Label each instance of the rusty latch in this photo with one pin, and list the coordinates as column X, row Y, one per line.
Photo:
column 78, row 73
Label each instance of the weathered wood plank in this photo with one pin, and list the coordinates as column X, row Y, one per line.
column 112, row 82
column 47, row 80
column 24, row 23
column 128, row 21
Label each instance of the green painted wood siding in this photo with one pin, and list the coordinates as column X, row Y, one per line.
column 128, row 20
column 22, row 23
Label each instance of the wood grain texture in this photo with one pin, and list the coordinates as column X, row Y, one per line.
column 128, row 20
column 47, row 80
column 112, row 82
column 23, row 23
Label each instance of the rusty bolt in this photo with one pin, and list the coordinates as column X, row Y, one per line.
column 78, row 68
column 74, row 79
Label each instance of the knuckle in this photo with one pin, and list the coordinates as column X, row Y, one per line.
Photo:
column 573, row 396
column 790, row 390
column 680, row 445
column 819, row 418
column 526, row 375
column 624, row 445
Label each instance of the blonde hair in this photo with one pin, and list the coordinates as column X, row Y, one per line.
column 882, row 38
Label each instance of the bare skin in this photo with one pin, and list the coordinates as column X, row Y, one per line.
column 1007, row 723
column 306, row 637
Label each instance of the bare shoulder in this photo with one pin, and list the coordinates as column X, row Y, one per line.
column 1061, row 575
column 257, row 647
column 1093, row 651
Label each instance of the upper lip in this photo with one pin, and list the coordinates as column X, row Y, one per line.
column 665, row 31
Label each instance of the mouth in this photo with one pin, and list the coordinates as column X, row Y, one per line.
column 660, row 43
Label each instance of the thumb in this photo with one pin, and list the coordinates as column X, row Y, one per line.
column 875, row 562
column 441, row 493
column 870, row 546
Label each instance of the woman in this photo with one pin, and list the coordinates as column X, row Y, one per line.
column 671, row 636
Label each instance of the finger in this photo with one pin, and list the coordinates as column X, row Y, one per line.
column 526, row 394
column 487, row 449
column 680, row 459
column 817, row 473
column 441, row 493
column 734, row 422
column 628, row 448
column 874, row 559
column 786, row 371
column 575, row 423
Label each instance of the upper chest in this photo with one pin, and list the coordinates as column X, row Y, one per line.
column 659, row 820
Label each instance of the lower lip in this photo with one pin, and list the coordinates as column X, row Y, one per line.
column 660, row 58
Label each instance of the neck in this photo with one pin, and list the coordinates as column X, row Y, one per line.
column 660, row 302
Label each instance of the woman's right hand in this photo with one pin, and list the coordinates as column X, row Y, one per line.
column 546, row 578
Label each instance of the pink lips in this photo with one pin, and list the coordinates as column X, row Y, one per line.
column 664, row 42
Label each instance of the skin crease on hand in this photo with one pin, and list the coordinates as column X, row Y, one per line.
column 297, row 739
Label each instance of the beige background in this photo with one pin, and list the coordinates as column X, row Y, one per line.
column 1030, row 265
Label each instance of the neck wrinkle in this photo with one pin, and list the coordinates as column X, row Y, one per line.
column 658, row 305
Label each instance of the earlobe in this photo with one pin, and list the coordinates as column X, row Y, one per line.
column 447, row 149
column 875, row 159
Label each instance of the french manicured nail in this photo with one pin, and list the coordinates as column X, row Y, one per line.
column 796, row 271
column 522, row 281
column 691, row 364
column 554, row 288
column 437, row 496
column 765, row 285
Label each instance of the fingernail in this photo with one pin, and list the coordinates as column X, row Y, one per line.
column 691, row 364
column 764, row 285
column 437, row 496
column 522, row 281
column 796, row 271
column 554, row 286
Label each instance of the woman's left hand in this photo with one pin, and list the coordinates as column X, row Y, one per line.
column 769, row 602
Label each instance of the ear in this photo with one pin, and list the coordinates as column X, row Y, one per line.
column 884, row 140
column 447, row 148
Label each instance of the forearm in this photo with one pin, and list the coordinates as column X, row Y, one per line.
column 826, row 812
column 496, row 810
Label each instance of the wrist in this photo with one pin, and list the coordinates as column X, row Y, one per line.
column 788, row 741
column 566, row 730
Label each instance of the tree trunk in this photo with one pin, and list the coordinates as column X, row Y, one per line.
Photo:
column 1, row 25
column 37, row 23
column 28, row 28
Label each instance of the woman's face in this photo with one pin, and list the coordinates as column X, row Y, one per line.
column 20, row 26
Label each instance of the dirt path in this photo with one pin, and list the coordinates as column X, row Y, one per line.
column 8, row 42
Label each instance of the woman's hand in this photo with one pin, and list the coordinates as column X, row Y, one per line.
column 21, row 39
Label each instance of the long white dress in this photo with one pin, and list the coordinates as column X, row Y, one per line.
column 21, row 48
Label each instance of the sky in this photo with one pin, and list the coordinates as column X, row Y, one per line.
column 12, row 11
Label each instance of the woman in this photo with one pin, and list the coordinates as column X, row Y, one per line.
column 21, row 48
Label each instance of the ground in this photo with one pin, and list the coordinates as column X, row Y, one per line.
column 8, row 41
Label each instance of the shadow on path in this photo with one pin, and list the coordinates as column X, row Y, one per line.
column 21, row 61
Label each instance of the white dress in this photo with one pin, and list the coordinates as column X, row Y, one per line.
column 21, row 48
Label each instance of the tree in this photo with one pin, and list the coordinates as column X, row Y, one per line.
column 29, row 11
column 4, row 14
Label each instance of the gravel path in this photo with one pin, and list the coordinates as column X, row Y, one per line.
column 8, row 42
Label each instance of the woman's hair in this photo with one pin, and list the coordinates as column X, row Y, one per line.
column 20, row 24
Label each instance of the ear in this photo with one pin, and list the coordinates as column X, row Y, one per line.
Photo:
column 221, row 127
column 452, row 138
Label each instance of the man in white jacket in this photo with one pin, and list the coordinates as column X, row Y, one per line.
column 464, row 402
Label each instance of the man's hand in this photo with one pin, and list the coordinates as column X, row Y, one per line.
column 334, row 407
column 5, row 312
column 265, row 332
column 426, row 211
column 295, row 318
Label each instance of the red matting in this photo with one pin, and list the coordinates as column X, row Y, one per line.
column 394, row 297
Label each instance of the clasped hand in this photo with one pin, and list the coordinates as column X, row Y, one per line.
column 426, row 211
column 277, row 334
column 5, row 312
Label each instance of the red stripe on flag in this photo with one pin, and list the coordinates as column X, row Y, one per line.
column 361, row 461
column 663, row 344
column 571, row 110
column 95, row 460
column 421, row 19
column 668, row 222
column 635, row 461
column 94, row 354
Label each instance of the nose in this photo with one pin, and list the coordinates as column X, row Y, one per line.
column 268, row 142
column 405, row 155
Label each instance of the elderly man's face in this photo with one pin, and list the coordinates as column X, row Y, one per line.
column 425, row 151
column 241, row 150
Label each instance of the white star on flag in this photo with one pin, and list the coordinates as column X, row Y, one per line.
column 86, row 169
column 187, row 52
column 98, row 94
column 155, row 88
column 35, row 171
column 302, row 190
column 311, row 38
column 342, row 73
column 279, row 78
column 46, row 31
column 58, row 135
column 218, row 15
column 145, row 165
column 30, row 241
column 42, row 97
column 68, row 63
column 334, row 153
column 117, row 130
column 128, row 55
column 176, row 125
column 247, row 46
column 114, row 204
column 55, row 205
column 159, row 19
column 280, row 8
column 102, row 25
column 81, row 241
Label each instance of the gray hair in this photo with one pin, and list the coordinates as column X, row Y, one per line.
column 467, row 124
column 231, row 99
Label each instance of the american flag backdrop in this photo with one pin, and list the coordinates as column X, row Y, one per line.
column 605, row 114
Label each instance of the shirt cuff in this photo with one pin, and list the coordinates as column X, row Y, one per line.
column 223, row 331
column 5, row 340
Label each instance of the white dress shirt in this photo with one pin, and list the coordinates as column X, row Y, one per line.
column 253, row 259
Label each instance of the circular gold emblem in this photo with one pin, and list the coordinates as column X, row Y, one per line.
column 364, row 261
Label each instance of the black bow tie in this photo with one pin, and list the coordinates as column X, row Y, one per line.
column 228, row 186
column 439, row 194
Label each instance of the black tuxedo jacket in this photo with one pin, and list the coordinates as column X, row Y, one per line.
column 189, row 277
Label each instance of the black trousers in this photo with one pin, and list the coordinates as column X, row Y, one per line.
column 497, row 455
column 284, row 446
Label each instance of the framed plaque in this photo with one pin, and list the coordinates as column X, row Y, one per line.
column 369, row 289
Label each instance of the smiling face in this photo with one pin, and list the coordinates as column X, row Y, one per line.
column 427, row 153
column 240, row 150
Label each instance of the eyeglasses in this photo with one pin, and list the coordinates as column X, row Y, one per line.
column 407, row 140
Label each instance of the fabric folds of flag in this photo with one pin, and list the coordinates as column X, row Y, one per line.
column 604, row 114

□ □ □ □ □ □ □

GIVEN INSTRUCTION - Rewrite the records as a two-column CSV with the headers "request" and "answer", one row per request, each value in a single quoted field with line breaks replaced by spaces. Include only the records starting at the line containing "Label each instance of the mouth" and ending at the line containing "column 870, row 546".

TASK RESULT -
request,answer
"Label each instance of the mouth in this photo with one pin, and list the coordinates as column X, row Y, one per line.","column 660, row 43"
"Label each instance of the thumb in this photo with one pin, and list the coordinates as column X, row Y, one per line.","column 875, row 562 column 441, row 493 column 870, row 546"